From the listing below, copy each line that contains the word "sports".
[[ INPUT RECORDS, beginning ]]
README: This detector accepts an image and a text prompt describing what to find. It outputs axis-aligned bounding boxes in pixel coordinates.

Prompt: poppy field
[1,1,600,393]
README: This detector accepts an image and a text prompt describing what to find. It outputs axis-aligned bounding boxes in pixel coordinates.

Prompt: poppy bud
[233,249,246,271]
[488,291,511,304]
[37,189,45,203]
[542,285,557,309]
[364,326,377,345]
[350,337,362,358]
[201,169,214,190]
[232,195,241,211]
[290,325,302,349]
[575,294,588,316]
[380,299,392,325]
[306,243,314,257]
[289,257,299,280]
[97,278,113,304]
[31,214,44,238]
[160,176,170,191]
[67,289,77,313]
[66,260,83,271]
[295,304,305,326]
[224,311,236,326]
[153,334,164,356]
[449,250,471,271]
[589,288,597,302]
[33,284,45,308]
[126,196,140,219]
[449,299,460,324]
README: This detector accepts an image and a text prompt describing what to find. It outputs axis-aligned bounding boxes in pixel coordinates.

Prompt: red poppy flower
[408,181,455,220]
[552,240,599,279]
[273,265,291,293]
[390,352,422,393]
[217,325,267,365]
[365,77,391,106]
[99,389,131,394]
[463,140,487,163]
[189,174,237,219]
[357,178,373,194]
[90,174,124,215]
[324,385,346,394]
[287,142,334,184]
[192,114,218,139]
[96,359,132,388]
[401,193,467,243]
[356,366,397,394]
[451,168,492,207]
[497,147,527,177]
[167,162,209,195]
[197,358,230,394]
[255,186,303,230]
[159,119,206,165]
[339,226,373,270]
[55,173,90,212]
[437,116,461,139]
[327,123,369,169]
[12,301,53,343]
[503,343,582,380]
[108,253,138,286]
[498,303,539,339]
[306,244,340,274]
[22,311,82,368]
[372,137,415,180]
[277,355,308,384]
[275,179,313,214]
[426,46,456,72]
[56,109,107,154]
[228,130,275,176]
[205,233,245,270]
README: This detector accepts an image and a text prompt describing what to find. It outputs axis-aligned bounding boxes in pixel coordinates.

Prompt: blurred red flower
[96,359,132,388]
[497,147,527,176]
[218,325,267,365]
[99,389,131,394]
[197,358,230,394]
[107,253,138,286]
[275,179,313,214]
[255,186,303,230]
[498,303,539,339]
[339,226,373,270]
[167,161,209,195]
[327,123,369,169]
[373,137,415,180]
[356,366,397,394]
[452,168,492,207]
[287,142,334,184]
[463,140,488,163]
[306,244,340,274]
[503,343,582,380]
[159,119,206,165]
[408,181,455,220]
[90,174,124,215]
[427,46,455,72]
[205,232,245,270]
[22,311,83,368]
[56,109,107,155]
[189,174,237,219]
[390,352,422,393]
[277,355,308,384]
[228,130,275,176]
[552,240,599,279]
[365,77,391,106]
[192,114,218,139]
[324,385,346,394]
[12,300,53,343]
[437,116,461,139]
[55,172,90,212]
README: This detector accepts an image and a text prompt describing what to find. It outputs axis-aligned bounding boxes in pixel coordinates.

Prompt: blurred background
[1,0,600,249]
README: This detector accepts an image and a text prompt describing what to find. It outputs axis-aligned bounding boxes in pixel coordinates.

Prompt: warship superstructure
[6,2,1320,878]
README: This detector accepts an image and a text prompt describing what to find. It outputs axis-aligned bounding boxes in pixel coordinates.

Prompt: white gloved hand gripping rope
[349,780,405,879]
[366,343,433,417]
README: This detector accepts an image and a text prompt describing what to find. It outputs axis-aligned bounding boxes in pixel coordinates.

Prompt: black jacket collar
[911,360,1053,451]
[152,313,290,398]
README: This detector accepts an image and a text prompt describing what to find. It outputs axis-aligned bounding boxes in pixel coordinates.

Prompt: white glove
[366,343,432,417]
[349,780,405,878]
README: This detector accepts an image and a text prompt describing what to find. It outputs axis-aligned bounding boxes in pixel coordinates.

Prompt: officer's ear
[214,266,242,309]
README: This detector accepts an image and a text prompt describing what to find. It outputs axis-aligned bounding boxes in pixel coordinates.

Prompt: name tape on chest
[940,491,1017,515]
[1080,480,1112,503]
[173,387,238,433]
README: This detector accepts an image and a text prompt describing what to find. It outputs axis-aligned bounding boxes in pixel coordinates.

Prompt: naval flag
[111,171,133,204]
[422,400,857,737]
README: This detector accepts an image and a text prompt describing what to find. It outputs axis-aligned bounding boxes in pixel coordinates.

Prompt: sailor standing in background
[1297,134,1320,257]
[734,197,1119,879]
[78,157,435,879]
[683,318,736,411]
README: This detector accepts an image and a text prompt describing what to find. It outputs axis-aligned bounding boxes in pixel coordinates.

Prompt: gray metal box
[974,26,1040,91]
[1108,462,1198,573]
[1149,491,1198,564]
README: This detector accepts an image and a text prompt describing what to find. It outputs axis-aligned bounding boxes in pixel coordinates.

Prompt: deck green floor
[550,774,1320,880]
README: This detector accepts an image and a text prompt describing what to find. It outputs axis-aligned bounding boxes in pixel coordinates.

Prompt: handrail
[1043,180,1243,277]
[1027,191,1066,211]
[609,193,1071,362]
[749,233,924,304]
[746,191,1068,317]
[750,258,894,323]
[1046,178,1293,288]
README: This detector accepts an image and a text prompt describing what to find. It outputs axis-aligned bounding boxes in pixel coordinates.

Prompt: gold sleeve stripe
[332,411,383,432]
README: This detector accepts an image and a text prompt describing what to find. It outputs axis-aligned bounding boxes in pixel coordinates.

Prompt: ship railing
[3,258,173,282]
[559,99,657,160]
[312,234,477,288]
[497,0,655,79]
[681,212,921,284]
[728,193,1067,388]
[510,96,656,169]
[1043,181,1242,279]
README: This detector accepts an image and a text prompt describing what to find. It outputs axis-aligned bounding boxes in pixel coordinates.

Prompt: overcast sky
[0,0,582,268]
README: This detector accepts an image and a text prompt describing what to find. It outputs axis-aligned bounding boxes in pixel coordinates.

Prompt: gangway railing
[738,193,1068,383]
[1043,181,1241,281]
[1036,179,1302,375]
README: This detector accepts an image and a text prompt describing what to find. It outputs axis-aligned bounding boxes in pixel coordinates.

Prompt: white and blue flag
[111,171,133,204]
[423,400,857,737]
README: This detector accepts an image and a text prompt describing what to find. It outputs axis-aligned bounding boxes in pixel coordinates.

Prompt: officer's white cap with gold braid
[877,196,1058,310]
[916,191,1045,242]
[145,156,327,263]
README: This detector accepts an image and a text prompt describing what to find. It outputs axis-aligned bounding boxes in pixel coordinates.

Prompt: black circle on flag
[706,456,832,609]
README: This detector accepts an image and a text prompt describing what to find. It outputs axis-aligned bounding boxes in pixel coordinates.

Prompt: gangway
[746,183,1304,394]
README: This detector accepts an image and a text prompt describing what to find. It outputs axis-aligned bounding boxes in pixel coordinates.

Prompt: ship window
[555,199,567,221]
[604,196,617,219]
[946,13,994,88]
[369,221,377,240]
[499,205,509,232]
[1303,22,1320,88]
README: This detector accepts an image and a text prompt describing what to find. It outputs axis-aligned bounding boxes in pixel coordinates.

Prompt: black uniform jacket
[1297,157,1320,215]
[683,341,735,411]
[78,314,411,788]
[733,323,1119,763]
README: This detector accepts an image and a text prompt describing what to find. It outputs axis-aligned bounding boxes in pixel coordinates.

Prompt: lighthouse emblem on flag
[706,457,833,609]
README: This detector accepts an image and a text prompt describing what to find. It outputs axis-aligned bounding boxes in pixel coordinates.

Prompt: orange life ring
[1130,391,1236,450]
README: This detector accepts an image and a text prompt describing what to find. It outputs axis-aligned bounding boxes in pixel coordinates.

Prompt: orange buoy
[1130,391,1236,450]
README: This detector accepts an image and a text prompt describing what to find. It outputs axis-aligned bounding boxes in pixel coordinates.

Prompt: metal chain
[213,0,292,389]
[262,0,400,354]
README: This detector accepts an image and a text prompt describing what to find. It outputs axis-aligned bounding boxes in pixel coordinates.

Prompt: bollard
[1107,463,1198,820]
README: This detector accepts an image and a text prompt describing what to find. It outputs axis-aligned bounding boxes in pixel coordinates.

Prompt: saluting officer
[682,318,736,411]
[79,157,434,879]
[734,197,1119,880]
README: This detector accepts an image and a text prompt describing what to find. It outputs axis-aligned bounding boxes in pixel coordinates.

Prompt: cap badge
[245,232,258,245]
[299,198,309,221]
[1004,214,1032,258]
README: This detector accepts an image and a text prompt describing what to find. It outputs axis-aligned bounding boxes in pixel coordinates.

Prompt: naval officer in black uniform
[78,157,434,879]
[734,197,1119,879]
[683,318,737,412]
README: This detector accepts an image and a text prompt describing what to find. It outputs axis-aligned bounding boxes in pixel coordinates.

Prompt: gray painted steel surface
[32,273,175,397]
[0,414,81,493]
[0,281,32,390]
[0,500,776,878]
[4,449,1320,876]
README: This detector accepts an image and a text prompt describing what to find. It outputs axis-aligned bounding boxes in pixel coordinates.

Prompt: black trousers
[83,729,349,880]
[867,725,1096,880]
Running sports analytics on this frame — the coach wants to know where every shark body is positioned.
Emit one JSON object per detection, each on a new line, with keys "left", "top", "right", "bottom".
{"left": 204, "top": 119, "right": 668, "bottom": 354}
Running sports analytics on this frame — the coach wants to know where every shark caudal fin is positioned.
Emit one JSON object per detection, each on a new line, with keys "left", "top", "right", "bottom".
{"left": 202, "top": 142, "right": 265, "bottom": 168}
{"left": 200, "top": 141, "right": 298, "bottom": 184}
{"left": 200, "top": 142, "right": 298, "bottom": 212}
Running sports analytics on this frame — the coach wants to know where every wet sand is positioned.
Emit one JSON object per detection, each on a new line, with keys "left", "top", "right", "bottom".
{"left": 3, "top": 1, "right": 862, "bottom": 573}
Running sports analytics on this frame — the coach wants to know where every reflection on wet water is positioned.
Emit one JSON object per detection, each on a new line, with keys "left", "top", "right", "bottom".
[[ INPUT RECORDS, end ]]
**RESULT OF THE EXERCISE:**
Running sports analytics on this frame — the coach wants to know where every shark body is positioned.
Running sports analytics on this frame — the coach wants to know where every shark caudal fin is positioned.
Running sports analytics on this frame — the coach wants to know where every wet sand is positioned.
Running sports analytics on this frame — the coach wants to know where every reflection on wet water is positioned.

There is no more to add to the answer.